= Suas instruções =
Filtre as entradas abaixo e copie toda linha que contenha a palavra "bird".
###
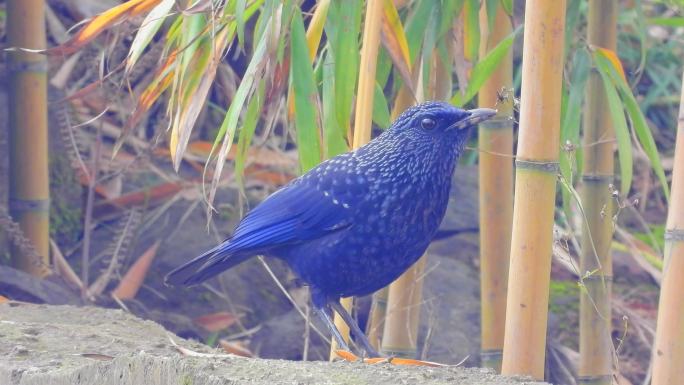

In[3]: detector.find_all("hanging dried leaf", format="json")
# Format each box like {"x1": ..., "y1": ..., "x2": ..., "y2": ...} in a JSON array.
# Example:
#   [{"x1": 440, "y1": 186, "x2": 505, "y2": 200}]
[{"x1": 44, "y1": 0, "x2": 161, "y2": 55}]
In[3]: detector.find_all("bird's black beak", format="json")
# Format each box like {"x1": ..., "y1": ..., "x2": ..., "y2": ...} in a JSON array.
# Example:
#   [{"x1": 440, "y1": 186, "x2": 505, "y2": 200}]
[{"x1": 447, "y1": 108, "x2": 496, "y2": 130}]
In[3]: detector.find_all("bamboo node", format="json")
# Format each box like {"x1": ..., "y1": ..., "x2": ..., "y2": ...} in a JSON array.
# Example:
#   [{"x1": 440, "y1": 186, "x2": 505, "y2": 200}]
[
  {"x1": 480, "y1": 349, "x2": 503, "y2": 361},
  {"x1": 582, "y1": 174, "x2": 614, "y2": 183},
  {"x1": 665, "y1": 229, "x2": 684, "y2": 242},
  {"x1": 7, "y1": 59, "x2": 48, "y2": 74},
  {"x1": 515, "y1": 159, "x2": 560, "y2": 174},
  {"x1": 582, "y1": 274, "x2": 613, "y2": 282},
  {"x1": 9, "y1": 198, "x2": 50, "y2": 212}
]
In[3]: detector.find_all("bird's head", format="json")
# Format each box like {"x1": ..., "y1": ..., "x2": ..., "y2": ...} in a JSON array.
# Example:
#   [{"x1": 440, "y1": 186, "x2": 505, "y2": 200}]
[{"x1": 389, "y1": 102, "x2": 496, "y2": 153}]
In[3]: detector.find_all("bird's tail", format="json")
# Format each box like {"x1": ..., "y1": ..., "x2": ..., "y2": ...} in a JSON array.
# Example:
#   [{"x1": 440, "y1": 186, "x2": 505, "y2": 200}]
[{"x1": 164, "y1": 244, "x2": 254, "y2": 286}]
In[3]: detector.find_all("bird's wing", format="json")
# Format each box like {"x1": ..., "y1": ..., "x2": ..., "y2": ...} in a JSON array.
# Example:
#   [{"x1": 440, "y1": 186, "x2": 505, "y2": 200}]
[{"x1": 226, "y1": 170, "x2": 367, "y2": 254}]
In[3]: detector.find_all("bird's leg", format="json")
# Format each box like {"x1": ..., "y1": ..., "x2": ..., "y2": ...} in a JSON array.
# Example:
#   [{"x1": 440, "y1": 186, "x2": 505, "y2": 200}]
[
  {"x1": 311, "y1": 293, "x2": 351, "y2": 351},
  {"x1": 328, "y1": 299, "x2": 381, "y2": 357}
]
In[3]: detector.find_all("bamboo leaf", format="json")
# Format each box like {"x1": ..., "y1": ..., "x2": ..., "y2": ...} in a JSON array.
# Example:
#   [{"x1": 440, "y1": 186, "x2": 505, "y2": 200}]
[
  {"x1": 322, "y1": 51, "x2": 349, "y2": 158},
  {"x1": 290, "y1": 10, "x2": 324, "y2": 172},
  {"x1": 44, "y1": 0, "x2": 162, "y2": 55},
  {"x1": 373, "y1": 83, "x2": 390, "y2": 130},
  {"x1": 451, "y1": 26, "x2": 522, "y2": 106},
  {"x1": 438, "y1": 0, "x2": 464, "y2": 39},
  {"x1": 204, "y1": 12, "x2": 278, "y2": 209},
  {"x1": 501, "y1": 0, "x2": 513, "y2": 16},
  {"x1": 404, "y1": 0, "x2": 435, "y2": 63},
  {"x1": 594, "y1": 49, "x2": 670, "y2": 201},
  {"x1": 306, "y1": 0, "x2": 330, "y2": 62},
  {"x1": 332, "y1": 0, "x2": 362, "y2": 135},
  {"x1": 126, "y1": 0, "x2": 176, "y2": 73},
  {"x1": 235, "y1": 79, "x2": 266, "y2": 190},
  {"x1": 485, "y1": 0, "x2": 501, "y2": 35},
  {"x1": 599, "y1": 70, "x2": 633, "y2": 195},
  {"x1": 590, "y1": 46, "x2": 627, "y2": 84},
  {"x1": 382, "y1": 0, "x2": 414, "y2": 91},
  {"x1": 463, "y1": 0, "x2": 480, "y2": 62},
  {"x1": 235, "y1": 0, "x2": 247, "y2": 48},
  {"x1": 382, "y1": 0, "x2": 411, "y2": 74}
]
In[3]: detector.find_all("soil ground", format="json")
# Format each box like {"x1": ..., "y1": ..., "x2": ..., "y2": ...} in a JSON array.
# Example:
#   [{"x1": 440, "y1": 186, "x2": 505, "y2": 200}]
[{"x1": 0, "y1": 302, "x2": 543, "y2": 385}]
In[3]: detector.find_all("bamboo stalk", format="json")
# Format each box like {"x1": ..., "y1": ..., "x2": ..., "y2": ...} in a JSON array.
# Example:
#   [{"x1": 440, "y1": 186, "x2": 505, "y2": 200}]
[
  {"x1": 366, "y1": 286, "x2": 389, "y2": 350},
  {"x1": 380, "y1": 33, "x2": 453, "y2": 358},
  {"x1": 652, "y1": 71, "x2": 684, "y2": 385},
  {"x1": 501, "y1": 0, "x2": 565, "y2": 380},
  {"x1": 381, "y1": 256, "x2": 426, "y2": 358},
  {"x1": 330, "y1": 0, "x2": 382, "y2": 360},
  {"x1": 578, "y1": 0, "x2": 616, "y2": 385},
  {"x1": 7, "y1": 0, "x2": 50, "y2": 276},
  {"x1": 478, "y1": 2, "x2": 513, "y2": 371}
]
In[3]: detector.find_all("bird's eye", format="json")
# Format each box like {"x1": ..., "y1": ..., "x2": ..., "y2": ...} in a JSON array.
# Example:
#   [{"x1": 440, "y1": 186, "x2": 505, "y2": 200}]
[{"x1": 420, "y1": 118, "x2": 437, "y2": 130}]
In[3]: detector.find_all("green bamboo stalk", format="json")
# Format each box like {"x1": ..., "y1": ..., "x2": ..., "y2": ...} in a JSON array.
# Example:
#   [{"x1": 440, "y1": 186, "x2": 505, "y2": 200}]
[
  {"x1": 651, "y1": 70, "x2": 684, "y2": 385},
  {"x1": 7, "y1": 0, "x2": 50, "y2": 276},
  {"x1": 478, "y1": 2, "x2": 513, "y2": 371},
  {"x1": 578, "y1": 0, "x2": 616, "y2": 385},
  {"x1": 501, "y1": 0, "x2": 565, "y2": 380}
]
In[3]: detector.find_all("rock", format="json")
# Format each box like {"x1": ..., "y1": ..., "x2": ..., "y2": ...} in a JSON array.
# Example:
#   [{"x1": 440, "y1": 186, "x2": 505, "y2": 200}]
[{"x1": 0, "y1": 302, "x2": 543, "y2": 385}]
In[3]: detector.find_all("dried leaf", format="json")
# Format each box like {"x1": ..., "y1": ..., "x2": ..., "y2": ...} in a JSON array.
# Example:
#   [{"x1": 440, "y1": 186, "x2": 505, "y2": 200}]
[
  {"x1": 50, "y1": 239, "x2": 83, "y2": 290},
  {"x1": 44, "y1": 0, "x2": 161, "y2": 55},
  {"x1": 193, "y1": 311, "x2": 238, "y2": 333},
  {"x1": 112, "y1": 241, "x2": 160, "y2": 300},
  {"x1": 219, "y1": 340, "x2": 254, "y2": 357},
  {"x1": 335, "y1": 349, "x2": 457, "y2": 368},
  {"x1": 381, "y1": 0, "x2": 416, "y2": 94}
]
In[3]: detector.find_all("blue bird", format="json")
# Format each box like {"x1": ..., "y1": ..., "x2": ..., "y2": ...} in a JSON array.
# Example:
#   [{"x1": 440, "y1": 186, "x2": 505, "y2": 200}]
[{"x1": 165, "y1": 102, "x2": 496, "y2": 356}]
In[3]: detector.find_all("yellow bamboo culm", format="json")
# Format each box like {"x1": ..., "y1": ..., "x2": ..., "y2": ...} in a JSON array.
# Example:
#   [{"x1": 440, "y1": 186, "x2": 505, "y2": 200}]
[
  {"x1": 651, "y1": 71, "x2": 684, "y2": 385},
  {"x1": 501, "y1": 0, "x2": 566, "y2": 380},
  {"x1": 7, "y1": 0, "x2": 50, "y2": 277},
  {"x1": 330, "y1": 0, "x2": 382, "y2": 360},
  {"x1": 577, "y1": 0, "x2": 627, "y2": 385},
  {"x1": 478, "y1": 2, "x2": 514, "y2": 371},
  {"x1": 380, "y1": 255, "x2": 426, "y2": 358}
]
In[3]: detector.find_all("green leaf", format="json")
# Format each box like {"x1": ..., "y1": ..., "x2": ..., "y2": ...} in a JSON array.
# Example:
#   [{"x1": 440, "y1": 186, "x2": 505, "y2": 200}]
###
= Resposta =
In[3]: detector.find_all("bird's black beak", format="json")
In[3]: detector.find_all("bird's head", format="json")
In[3]: detector.find_all("bird's tail", format="json")
In[3]: detector.find_all("bird's wing", format="json")
In[3]: detector.find_all("bird's leg", format="json")
In[3]: detector.find_all("bird's eye", format="json")
In[3]: detector.find_all("blue bird", format="json")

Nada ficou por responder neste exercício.